Ação necessária A.
Responda com base no texto em estudo:
(i) Em que casos, sobretudo, o paciente precisa passar por um fisioterapeuta antes de estar apto a praticar exercícios?
(ii) Quais aspectos do exercício devem ter sua redução respeitada?
(iii) Que sintomas algumas pessoas podem apresentar durante ou após a atividade?
Ação necessária B. Reproduza fielmente o trecho do texto em estudo que vai de "Fisioterapia, se necessário." até "a praticar exercícios.".

Texto em estudo.
Fisioterapia, se necessário. Em alguns casos, sobretudo os que exigem internação e entubação, o paciente precisa passar por um fisioterapeuta antes de estar apto a praticar exercícios.
Voltar abaixo, segundo o protocolo da modalidade. Devido à perda da capacidade física, a redução de carga, volume, intensidade e frequência deve ser respeitada. Como cada modalidade tem suas particularidades, o acompanhamento de um profissional também é fundamental no processo.
Procurar ambientes mais seguros e/ou controlados para a prática do exercício. Como algumas pessoas podem apresentar tontura e cansaço excessivo durante ou após a atividade, o ideal é priorizar ambientes indoor no início para depois voltar à prática ao ar livre.

Material fornecido.
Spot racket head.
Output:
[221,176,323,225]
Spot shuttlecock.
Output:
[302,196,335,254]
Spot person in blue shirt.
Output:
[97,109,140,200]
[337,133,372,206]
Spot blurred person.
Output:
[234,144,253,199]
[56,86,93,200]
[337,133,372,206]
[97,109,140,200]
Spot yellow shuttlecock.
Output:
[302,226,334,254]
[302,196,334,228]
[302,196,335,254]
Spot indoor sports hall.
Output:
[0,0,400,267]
---
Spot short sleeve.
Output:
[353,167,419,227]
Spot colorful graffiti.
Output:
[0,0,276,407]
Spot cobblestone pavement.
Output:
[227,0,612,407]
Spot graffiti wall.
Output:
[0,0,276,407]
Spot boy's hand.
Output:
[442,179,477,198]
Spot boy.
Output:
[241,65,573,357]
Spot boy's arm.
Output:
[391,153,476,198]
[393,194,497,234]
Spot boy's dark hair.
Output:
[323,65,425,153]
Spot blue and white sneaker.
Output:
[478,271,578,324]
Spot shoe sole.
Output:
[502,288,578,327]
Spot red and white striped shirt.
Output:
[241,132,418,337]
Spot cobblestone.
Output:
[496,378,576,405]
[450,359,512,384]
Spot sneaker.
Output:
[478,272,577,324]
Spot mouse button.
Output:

Solução da tarefa A.
(i) Nos que exigem internação e entubação.
(ii) Carga, volume, intensidade e frequência.
(iii) Tontura e cansaço excessivo.

Solução da tarefa B.
Fisioterapia, se necessário. Em alguns casos, sobretudo os que exigem internação e entubação, o paciente precisa passar por um fisioterapeuta antes de estar apto a praticar exercícios.